Problem to work on: Read the listing and extract each line that includes the word "metal".

Data extracts:
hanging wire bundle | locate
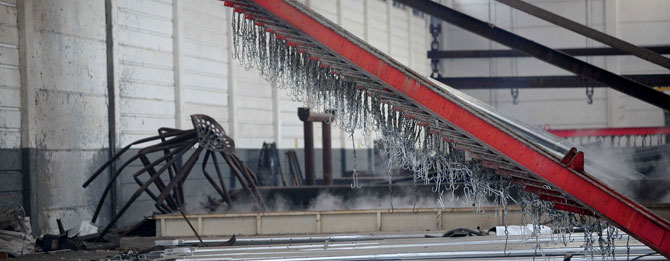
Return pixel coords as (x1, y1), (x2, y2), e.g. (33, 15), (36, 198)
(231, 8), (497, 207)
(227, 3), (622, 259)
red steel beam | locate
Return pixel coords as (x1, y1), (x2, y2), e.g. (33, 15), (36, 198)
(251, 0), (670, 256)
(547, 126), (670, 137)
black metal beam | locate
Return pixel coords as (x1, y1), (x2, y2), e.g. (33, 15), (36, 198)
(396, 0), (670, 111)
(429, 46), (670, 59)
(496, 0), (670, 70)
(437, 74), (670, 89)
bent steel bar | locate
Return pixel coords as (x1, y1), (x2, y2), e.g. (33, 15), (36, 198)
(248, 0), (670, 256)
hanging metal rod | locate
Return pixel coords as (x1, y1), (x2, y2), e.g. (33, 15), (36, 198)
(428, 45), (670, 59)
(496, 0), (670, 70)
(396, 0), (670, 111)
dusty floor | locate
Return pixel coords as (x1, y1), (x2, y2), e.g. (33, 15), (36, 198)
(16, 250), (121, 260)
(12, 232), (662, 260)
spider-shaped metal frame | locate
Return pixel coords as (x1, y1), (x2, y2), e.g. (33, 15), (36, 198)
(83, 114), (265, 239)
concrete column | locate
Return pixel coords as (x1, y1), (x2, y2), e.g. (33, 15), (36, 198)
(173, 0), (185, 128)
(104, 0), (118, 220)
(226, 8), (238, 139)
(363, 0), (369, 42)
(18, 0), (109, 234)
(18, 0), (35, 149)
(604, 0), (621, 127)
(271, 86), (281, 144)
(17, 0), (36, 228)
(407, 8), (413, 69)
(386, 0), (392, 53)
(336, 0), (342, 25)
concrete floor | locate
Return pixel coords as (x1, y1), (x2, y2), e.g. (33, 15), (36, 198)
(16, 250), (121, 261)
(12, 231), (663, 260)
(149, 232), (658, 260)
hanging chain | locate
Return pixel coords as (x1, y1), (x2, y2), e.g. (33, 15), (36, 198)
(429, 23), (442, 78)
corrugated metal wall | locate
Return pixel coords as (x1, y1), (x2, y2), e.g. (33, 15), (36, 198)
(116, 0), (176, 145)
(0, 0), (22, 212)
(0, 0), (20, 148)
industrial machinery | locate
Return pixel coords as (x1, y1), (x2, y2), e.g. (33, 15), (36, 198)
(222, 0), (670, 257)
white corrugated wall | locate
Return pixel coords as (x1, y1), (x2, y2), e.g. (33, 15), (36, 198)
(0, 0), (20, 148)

Exercise answer:
black metal beam | locate
hanging metal rod | locate
spider-shaped metal frame | locate
corrugated metal wall | locate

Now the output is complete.